## Source material
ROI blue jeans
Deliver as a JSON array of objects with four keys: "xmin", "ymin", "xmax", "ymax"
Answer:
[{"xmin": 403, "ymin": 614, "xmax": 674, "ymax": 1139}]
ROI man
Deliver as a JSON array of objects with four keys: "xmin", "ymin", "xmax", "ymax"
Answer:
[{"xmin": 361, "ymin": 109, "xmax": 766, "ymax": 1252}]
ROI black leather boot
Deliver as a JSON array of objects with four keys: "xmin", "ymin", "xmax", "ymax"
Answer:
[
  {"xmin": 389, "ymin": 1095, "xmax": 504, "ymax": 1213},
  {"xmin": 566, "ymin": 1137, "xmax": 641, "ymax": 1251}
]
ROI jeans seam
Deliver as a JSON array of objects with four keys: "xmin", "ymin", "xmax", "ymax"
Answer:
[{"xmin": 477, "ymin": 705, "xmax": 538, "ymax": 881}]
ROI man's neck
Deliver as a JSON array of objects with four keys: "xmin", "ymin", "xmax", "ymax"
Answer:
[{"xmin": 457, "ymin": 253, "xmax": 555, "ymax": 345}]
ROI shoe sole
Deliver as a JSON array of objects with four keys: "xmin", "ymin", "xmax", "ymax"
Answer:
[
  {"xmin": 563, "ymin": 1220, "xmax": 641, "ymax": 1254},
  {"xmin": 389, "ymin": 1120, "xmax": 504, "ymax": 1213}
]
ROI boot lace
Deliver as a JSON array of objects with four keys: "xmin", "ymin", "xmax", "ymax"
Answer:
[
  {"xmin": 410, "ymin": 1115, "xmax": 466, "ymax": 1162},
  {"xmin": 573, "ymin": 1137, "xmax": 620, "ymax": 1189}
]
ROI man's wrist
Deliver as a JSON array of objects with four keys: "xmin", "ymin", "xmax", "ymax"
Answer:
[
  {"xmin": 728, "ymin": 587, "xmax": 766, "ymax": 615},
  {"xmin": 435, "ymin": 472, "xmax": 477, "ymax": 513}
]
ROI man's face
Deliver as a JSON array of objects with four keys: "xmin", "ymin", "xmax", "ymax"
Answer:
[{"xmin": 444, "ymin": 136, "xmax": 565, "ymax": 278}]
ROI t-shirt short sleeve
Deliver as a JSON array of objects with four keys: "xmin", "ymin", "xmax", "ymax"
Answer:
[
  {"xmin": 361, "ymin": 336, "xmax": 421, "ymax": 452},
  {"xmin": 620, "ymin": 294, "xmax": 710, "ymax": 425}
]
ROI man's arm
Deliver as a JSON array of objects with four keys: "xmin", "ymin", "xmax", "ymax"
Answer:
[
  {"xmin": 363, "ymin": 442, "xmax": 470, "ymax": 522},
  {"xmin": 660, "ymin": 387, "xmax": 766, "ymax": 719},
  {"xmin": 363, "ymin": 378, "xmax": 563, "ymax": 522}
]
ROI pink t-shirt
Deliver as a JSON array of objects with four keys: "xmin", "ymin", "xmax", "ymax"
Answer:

## Set exercise
Please rewrite the listing, starting at the line that contains "ROI pink t-shirt" and ending at the last line of the listing, as a JSON list of strings with one string per line and blank lines omitted.

## Complete output
[
  "ROI pink t-shirt",
  "Deliver as a JSON array of objects with four keys: \"xmin\", \"ymin\", \"xmax\", \"ymax\"",
  "Answer:"
]